[Material shown]
** Start **

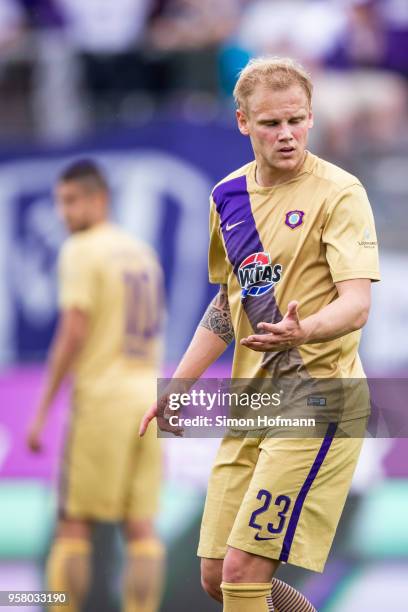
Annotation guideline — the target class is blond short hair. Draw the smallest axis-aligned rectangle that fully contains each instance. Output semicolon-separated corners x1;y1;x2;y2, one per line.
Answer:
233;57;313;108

** End **
** Start **

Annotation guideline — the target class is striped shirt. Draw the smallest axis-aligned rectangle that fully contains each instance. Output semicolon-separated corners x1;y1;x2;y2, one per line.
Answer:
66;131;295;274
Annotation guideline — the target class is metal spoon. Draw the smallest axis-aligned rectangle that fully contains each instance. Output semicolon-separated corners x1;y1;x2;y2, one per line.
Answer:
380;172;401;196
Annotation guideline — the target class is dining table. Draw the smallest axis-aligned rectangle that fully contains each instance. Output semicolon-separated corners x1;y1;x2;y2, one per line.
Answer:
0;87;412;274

** End **

[Problem details]
Reproduce verbatim every line of the material from the one containing "Annotation guideline — the target class is blond" through the one containing "233;57;313;108", both included.

[Complete response]
Annotation guideline — the target class is blond short hair. Draw the smallest axis-aligned rectangle that fully contains each instance. Output semicolon-separated corners x1;y1;x2;y2, one per line.
Answer:
233;57;313;108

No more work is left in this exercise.